Where the foxes caper unmolested, the government packs your school lunch and the Ministry Of Silly Walks puts its foot down;
Larry Dewitt, Health and Safety adviser to the circus, believes that wearing clown shoes is "stupid" — especially in light of a Moscow State Circus clown who fell down and hurt his foot. The practice is therefore forbidden.
h/t Peter G.











..whaddabout them long pointy shoes I see some guys wearing.
Is that the 'in' style now? Egad, they look so retarded on the poor blokes.
Whoops, I mean 'mentally depreciative' on the inept male gender.
For Krusty's sake,what's next?
If they only knew who the real clowns where.
About forty years ago, I was walking in downtown Vancouver, and a lady coming out of Woodward's opened her umbrella rather violently due to the rare and unusual rain storm, and almost stuck me in the eye with the pointy end!
I wonder if England has ever enacted legislation to deal with THIS deadly accident-about-to-happen!
"Citizens For A Dull Community strike again."
Sad but true.
Left-wing, nanny-state moonbattery once again proves truth is, indeed, stranger than fiction.
What are the politicians going to where?
To be clear, and for the record, according to the Telegraph article linked by the link supra, it is the Moscow State Circus management that is discontinuing Mr. Kashkin's clown shoes, not the government. Clown shoes have not been banned by the government, this is not a matter of the Ministry, it is, as Paul Archer, General Manager for the Moscow State Circus said, a matter of litigation (and more likely, it's a matter of insurance).
Sorry to spoil your enjoyment.
Ranks up there with padding the lamp posts in Brick Lane in London. Estimated 1 in 10 texters walk into the lamposts..slow learners.

SET PROBLEM 1 = Retype the part of the clown shoe post from "Is that the" to "the pointy end!" without any changes.
SET PROBLEM 2 = In the clown shoe post, what position does Larry Dewitt hold?
SET PROBLEM 3 = Write what comes next in the clown shoe post and its comments, starting right after the last line shown.

RAW DATA =

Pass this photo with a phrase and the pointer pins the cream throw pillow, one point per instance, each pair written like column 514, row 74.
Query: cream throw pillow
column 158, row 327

RESPONSE 1 =
Is that the 'in' style now? Egad, they look so retarded on the poor blokes.
Whoops, I mean 'mentally depreciative' on the inept male gender.
For Krusty's sake,what's next?
If they only knew who the real clowns where.
About forty years ago, I was walking in downtown Vancouver, and a lady coming out of Woodward's opened her umbrella rather violently due to the rare and unusual rain storm, and almost stuck me in the eye with the pointy end!

RESPONSE 2 = He is Health and Safety adviser to the circus.

RESPONSE 3 =
Hey, wearing high-heeled, pointy-toed shoes is stupid, too, and can cause women to fall and hurt themselves. Not to mention being very bad for their feet in the first place.
Maybe they oughta forbid such shoes, too.
Vitruvius is correct. The story has nothing whatsoever to do with Britain, except that the circus was there when the injury occurred.
It was the Moscow Circus who told the clown to change his shoes, not the British government.
Tomax7, the long, pointy shoes of which you speak, they're probably the latest fad in silly, extreme left wing "metrosexual" chic. Kind of like the hairstyle in which one gels one's hair up to a point at the top of the head, as if they were a little kid being shampooed and having their picture taken while sporting the same funny look. Sheesh! That awful hairstyle oughta be banned, using the rationale that they could poke somebody's eye out or something by head-butting them...
Why don't cannibals eat clowns?.....They taste funny.
Where is the Monty Python group when you need them?
The Brotherhood of Mimes (local #574) is behind this.
Although this story is laughable, it has a very serious side.
Politicians and government bureaucrats now believe that it is their right and duty to tell citizens how to run their lives in almost every detail.
At one time they were known as "civil servants". Now they are our civil masters.
I caught that too Vit, although it is good for a laugh.
hey, will wearing clown shoes help with my heel spurs?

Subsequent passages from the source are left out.